• [Try it]: In the listing below, locate the line containing "x=315 y=206" and copy it and every line after it through the end, exactly as written, leaving out any pictures.

• [Exercise material]:

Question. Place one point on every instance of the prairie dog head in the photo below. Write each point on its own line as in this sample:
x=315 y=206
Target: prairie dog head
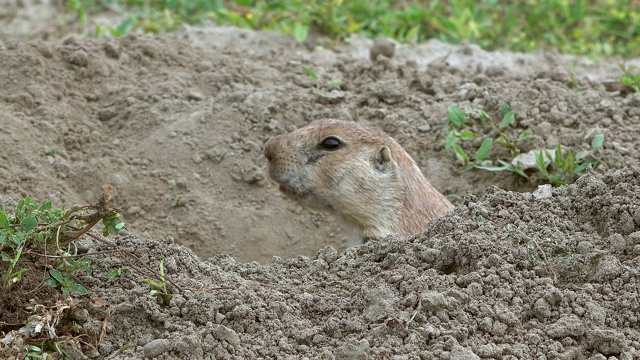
x=344 y=167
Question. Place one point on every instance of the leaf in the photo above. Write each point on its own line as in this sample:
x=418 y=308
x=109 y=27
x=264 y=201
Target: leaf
x=28 y=223
x=582 y=167
x=504 y=109
x=597 y=142
x=581 y=155
x=525 y=134
x=51 y=282
x=17 y=276
x=508 y=120
x=300 y=32
x=467 y=134
x=78 y=289
x=460 y=154
x=311 y=73
x=450 y=140
x=152 y=283
x=4 y=222
x=559 y=161
x=412 y=34
x=457 y=117
x=57 y=275
x=541 y=164
x=483 y=116
x=45 y=207
x=484 y=150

• [Task solution]:
x=315 y=206
Target: prairie dog head
x=344 y=167
Question. Place one point on every instance of the leaf in the photo above. Write each point on its own line as in this sample:
x=418 y=308
x=109 y=27
x=264 y=201
Target: leaf
x=28 y=223
x=582 y=167
x=504 y=109
x=597 y=142
x=581 y=155
x=525 y=134
x=51 y=282
x=17 y=276
x=508 y=120
x=300 y=32
x=467 y=134
x=78 y=289
x=460 y=154
x=311 y=73
x=450 y=140
x=152 y=283
x=4 y=222
x=559 y=161
x=412 y=34
x=457 y=117
x=57 y=275
x=541 y=164
x=483 y=116
x=45 y=207
x=484 y=150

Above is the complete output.